Par Richard Perle, ex président du Conseil de la Politique de Défense et ex assistant du Secrétaire à la Défense sous l'administration Reagan, membre de l'Institut de l'Entreprise Américaine, rperle@aei.org

Article paru le 25 juin 2006 dans le Washington Post

Traduit par Albert Soued pour www.nuitdorient.com  

 

Le président de l'Iran, Mahmoud Ahmedinejad, sait ce qu'il veut, l'arme nucléaire et les moyens de s'en servir, supprimer la liberté chez lui et disséminer le terrorisme à l'étranger, et surtout, ébranler l'idéologie et la pensée libérale de l'Occident pour provoquer sa chute.

Le président Bush sait aussi ce qu'il veut, la fin irréversible du programme nucléaire iranien, l'expansion de la liberté dans le monde et la victoire dans la guerre contre le terrorisme.

 

Le département d'Etat et l'Europe savent également ce qu'ils veulent, "négocier".

Pendant plus de 5 ans, l'Administration a tergiversé. Bush a fait des discours de plus en plus grands, les Iraniens ont émis des menaces extravagantes et puis en 2003, le Département d'Etat a transmis les clés de l'impasse au groupe des 3,  l'Angleterre, la France et l'Allemagne. Ce groupe est devenu le "voiturier" diplomatique d'une administration embrouillée dans son indécision et ses contradictions. Et aujourd'hui, le 31/05/06, l'administration offre de se joindre aux "conversations" avec l'Iran sur son programme nucléaire.

Comment  se fait-il que l'homme qui ne voulait pas que "les pires armes ne tombent entre les pires mains" ait choisi de battre une retraite aussi ignominieuse ?

La proximité est importante en politique et pour définir une stratégie. Or la géographie de cette administration a changé. Condoleeza Rice a déménagé de la Maison Blanche vers le "Fond brumeux" (1), à peine 1,5 km plus loin. Ce qui compte ce n'est pas qu'elle soit partie du Bureau Ovale (2), car l'influence de Rice sur le Président n'a pas diminué. C'est que Rice est maintenant au milieu de "l'establishment" diplomatique qui a pour doctrine de s'arranger avec les alliés, même si et surtout si ces alliés sont portés à l'apaisement des adversaires.

> [Segment de données]:
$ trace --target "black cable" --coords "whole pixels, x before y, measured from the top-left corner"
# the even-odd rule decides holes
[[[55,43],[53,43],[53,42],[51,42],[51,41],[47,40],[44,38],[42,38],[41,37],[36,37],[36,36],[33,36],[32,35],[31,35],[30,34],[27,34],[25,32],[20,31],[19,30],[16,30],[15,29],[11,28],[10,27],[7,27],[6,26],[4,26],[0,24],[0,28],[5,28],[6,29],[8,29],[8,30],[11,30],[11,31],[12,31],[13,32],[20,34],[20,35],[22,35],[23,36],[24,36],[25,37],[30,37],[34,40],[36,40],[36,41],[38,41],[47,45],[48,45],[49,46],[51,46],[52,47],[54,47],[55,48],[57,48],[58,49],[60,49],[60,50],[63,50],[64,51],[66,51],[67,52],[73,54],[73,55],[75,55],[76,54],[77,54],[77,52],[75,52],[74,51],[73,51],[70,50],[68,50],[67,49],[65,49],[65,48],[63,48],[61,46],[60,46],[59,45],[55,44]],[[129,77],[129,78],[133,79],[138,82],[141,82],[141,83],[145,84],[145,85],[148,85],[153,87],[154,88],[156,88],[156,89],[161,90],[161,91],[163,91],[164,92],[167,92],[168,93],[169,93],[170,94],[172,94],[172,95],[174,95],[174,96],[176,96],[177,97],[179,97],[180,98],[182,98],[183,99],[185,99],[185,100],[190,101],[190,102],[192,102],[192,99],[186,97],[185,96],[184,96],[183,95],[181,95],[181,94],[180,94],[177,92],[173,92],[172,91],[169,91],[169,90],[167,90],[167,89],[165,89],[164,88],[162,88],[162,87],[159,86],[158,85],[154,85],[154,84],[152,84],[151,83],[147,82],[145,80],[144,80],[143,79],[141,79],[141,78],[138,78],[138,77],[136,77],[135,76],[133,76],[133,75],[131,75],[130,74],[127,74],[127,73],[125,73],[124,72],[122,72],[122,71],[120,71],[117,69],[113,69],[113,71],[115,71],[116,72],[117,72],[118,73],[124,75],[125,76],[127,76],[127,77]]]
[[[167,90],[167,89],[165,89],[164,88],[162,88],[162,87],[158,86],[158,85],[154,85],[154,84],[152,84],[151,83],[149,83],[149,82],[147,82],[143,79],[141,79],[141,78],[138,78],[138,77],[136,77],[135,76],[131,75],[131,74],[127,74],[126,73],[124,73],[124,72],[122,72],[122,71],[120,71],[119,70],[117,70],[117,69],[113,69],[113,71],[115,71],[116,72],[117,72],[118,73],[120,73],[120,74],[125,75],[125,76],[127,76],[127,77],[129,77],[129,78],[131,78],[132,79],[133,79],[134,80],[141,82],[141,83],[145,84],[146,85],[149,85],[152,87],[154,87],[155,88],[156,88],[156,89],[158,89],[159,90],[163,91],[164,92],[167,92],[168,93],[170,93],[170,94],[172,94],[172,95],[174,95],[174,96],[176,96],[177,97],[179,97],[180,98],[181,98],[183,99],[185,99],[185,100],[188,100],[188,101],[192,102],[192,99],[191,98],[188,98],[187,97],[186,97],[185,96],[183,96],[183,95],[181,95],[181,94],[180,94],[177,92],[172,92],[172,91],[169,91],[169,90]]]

> [Problèmes à résoudre]:
(1) Indiquez, pour chacune des affirmations suivantes, si elle concorde avec l'extrait choisi : (a) en 2003, le Département d'État a confié le dossier au groupe des trois ; (b) l'influence de Rice sur le Président a diminué depuis son déménagement ; (c) l'article a paru dans le Washington Post.
(2) D'après l'extrait choisi, quelle distance sépare la Maison Blanche du « Fond brumeux » ?

> [Liste des solutions]:
(1)
(a) Oui : « le Département d'Etat a transmis les clés de l'impasse au groupe des 3 ».
(b) Non : « l'influence de Rice sur le Président n'a pas diminué ».
(c) Oui : « Article paru le 25 juin 2006 dans le Washington Post ».

(2) À peine 1,5 km.